START DATA PROVIDED
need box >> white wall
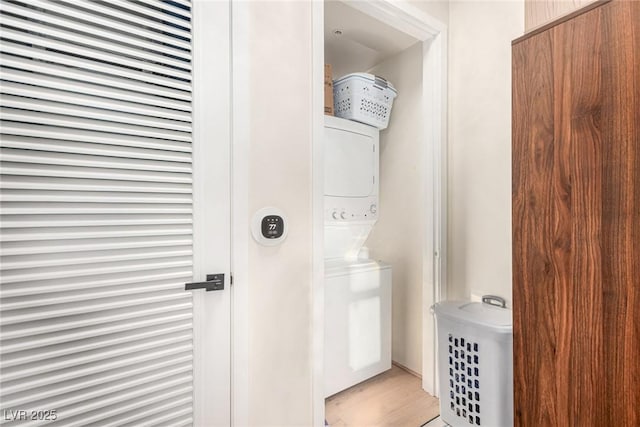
[410,0,450,24]
[365,0,524,379]
[446,1,524,306]
[366,42,425,374]
[247,2,313,425]
[238,1,523,423]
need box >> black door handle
[185,273,224,291]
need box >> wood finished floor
[325,365,440,427]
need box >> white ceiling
[324,1,419,79]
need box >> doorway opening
[312,1,448,426]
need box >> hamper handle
[373,75,389,89]
[482,295,506,308]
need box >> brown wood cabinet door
[512,1,640,426]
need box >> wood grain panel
[525,0,598,31]
[513,1,640,425]
[563,10,605,423]
[600,1,640,425]
[549,15,578,425]
[512,28,559,426]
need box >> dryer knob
[331,211,339,220]
[340,211,347,220]
[370,204,377,214]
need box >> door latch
[185,274,224,292]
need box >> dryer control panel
[325,195,378,222]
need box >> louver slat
[102,0,192,30]
[0,27,191,79]
[9,0,191,48]
[168,0,193,9]
[98,400,192,427]
[0,42,191,91]
[0,81,192,122]
[1,321,193,368]
[2,310,194,352]
[0,95,192,132]
[0,137,191,163]
[135,0,193,20]
[0,2,191,61]
[0,56,192,103]
[58,0,192,40]
[0,125,192,153]
[2,356,194,410]
[0,14,191,71]
[0,0,195,425]
[0,109,192,140]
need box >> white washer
[324,259,392,398]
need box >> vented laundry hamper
[433,297,513,427]
[333,73,397,130]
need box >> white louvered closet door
[0,0,232,426]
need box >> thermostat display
[251,207,288,246]
[261,215,284,239]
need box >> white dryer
[323,116,392,397]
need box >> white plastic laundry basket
[433,296,513,427]
[333,73,397,129]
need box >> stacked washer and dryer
[323,115,392,397]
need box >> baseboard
[392,361,422,379]
[422,415,447,427]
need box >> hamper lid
[433,300,512,333]
[333,72,397,96]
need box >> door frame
[230,1,250,426]
[191,1,255,425]
[192,0,233,425]
[311,2,448,425]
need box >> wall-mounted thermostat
[251,207,288,246]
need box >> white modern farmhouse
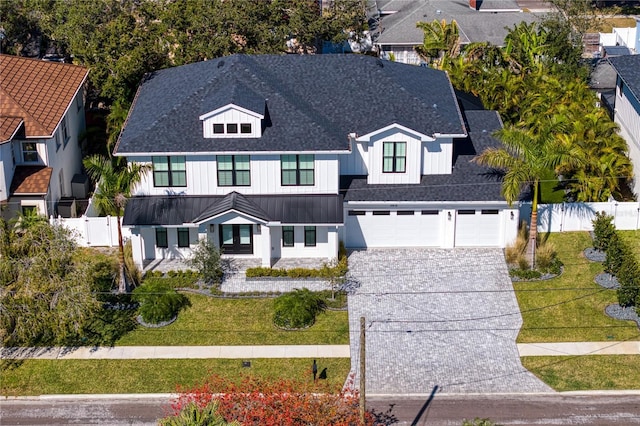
[115,54,518,269]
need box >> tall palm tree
[474,118,580,267]
[84,155,151,293]
[415,19,460,68]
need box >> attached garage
[454,209,501,247]
[345,209,443,248]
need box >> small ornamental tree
[169,374,375,426]
[186,239,224,286]
[603,234,627,276]
[617,256,640,308]
[592,211,616,252]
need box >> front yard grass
[116,294,349,346]
[515,231,640,343]
[522,355,640,391]
[0,358,350,396]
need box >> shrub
[273,288,326,329]
[510,268,542,280]
[505,225,528,264]
[535,240,556,272]
[186,239,223,285]
[517,254,530,271]
[159,401,239,426]
[124,240,142,287]
[616,256,640,307]
[604,234,627,276]
[592,211,616,252]
[132,280,189,324]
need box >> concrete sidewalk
[518,341,640,356]
[0,345,351,360]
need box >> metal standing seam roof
[122,193,344,227]
[608,55,640,106]
[114,54,466,155]
[0,54,88,138]
[341,110,505,202]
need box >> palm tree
[473,118,581,267]
[415,19,460,68]
[84,155,151,292]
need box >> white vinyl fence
[519,201,640,232]
[50,215,131,247]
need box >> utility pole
[359,316,366,425]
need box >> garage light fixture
[447,212,452,220]
[510,211,514,220]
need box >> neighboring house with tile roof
[0,54,89,219]
[115,54,518,269]
[608,54,640,198]
[370,0,540,64]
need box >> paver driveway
[346,248,552,394]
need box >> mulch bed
[594,272,620,289]
[605,304,640,328]
[584,247,606,262]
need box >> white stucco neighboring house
[114,54,518,270]
[0,54,89,219]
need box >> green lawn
[515,231,640,343]
[0,358,350,396]
[522,355,640,391]
[619,230,640,260]
[116,294,349,346]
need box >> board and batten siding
[422,138,453,175]
[201,107,262,138]
[339,140,368,175]
[367,129,422,184]
[131,154,340,196]
[615,80,640,197]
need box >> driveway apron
[346,248,552,394]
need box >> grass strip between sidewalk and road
[116,294,349,346]
[514,231,640,343]
[522,355,640,391]
[1,358,350,396]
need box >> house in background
[599,17,639,56]
[0,54,89,219]
[608,54,640,198]
[115,54,518,270]
[370,0,541,64]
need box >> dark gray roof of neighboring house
[115,54,465,155]
[122,193,344,226]
[608,55,640,104]
[589,60,618,91]
[341,110,505,202]
[373,0,541,47]
[603,46,633,57]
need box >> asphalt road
[2,393,640,425]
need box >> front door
[219,224,253,254]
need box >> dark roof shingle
[608,55,640,104]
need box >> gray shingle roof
[608,55,640,105]
[341,110,505,202]
[115,54,465,155]
[123,194,344,226]
[373,0,540,46]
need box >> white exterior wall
[270,225,336,259]
[367,129,422,184]
[0,142,14,202]
[339,141,368,175]
[614,80,640,197]
[381,45,421,65]
[202,107,262,138]
[422,138,453,175]
[132,154,340,196]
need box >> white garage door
[454,209,501,247]
[345,210,442,248]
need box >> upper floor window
[212,123,252,135]
[55,132,62,151]
[153,156,186,187]
[281,154,314,186]
[22,142,38,162]
[61,118,69,147]
[217,155,250,186]
[383,141,406,173]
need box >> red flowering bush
[170,373,376,425]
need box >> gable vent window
[213,124,224,134]
[383,141,406,173]
[241,123,252,134]
[217,155,250,186]
[226,123,238,134]
[153,156,187,187]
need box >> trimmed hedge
[246,252,348,279]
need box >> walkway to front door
[219,224,253,254]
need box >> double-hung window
[282,226,294,247]
[304,226,316,247]
[156,228,168,248]
[61,118,69,147]
[217,155,250,186]
[22,142,38,162]
[382,142,406,173]
[281,154,314,186]
[152,156,186,187]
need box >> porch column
[130,232,145,270]
[328,226,339,260]
[261,225,272,267]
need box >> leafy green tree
[132,280,189,324]
[84,155,151,292]
[415,19,460,68]
[273,288,326,329]
[185,239,224,286]
[473,119,581,267]
[0,221,101,345]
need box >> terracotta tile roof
[0,54,89,138]
[0,116,24,143]
[10,165,53,195]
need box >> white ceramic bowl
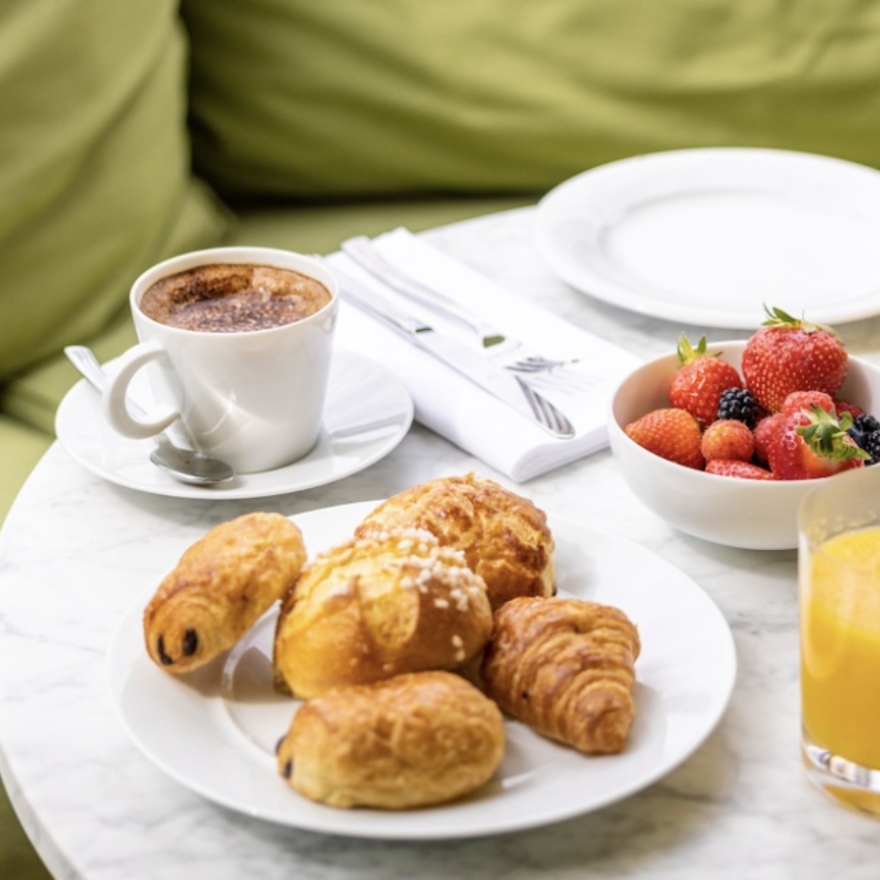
[607,340,880,550]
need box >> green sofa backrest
[0,0,229,380]
[181,0,880,199]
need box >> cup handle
[102,340,180,439]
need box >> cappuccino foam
[140,263,332,333]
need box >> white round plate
[55,351,413,500]
[107,501,737,840]
[535,148,880,328]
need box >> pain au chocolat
[354,473,556,610]
[273,528,493,699]
[277,671,505,809]
[144,512,307,674]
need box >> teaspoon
[64,345,236,486]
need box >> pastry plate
[106,501,737,840]
[535,147,880,328]
[55,350,413,499]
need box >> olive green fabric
[181,0,880,201]
[0,416,52,526]
[0,776,51,880]
[2,306,139,439]
[0,0,231,381]
[1,195,533,437]
[226,195,535,255]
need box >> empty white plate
[535,148,880,328]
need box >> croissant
[355,473,556,610]
[273,528,493,699]
[277,671,505,809]
[481,596,640,754]
[144,512,307,674]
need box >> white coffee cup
[103,246,338,474]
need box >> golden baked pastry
[481,596,640,754]
[273,528,492,698]
[355,473,555,610]
[144,512,307,674]
[277,671,505,809]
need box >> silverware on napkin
[341,235,581,376]
[332,266,576,439]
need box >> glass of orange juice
[799,466,880,816]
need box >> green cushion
[1,195,533,436]
[0,0,231,381]
[0,415,52,527]
[181,0,880,200]
[226,195,534,253]
[2,307,139,437]
[0,783,51,880]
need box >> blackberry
[854,413,880,435]
[848,413,880,450]
[716,387,760,429]
[862,429,880,465]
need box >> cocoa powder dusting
[140,263,331,333]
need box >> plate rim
[106,501,738,840]
[55,350,414,500]
[535,146,880,328]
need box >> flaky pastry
[144,512,307,674]
[277,671,505,809]
[273,528,493,699]
[354,473,555,609]
[481,596,640,754]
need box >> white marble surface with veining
[3,206,880,880]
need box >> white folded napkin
[327,228,640,482]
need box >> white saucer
[535,148,880,328]
[107,502,737,840]
[55,350,413,499]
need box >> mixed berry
[624,306,876,480]
[716,387,761,429]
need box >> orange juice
[801,524,880,770]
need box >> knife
[340,235,584,382]
[341,235,507,348]
[332,264,576,439]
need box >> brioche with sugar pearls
[277,671,505,809]
[273,528,493,699]
[355,473,556,610]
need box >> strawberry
[668,334,742,427]
[706,459,775,480]
[700,419,755,462]
[766,404,868,480]
[753,413,786,464]
[834,399,865,421]
[781,390,835,417]
[741,306,848,413]
[624,408,705,469]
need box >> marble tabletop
[3,206,880,880]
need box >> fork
[340,236,582,377]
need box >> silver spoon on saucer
[64,345,236,486]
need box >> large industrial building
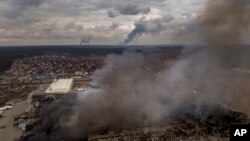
[45,79,73,94]
[30,79,74,101]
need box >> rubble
[14,94,64,132]
[87,105,249,141]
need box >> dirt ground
[0,101,28,141]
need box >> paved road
[0,101,28,141]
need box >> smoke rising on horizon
[123,16,174,44]
[22,0,250,141]
[80,35,91,45]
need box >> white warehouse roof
[45,79,73,94]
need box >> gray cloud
[3,0,46,19]
[43,23,57,34]
[107,9,119,18]
[118,4,151,15]
[0,0,215,45]
[10,0,45,7]
[64,21,83,31]
[107,4,151,18]
[109,23,120,30]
END DATA PROVIDED
• WHAT THIS TASK INVOLVES
The answer consists solely of the lines from the one holding "need box >> marble tabletop" through the last line of the entries above, set down verbatim, without any pictures.

• WRITTEN REPLY
need box >> marble tabletop
[3,206,880,880]
need box >> fork
[340,236,582,377]
need box >> silver spoon on saucer
[64,345,236,486]
need box >> large industrial building
[45,79,73,94]
[30,79,74,101]
need box >> rubble
[14,94,64,132]
[87,105,249,141]
need box >> dirt ground
[0,101,28,141]
need box >> paved road
[0,101,28,141]
need box >> smoke rising on horizon
[123,16,174,44]
[22,0,250,141]
[80,35,91,45]
need box >> white warehouse roof
[45,79,73,94]
need box >> gray cloud
[3,0,46,19]
[43,23,57,34]
[107,9,119,18]
[118,4,151,15]
[0,0,215,45]
[10,0,45,7]
[64,21,83,31]
[107,4,151,18]
[109,23,120,30]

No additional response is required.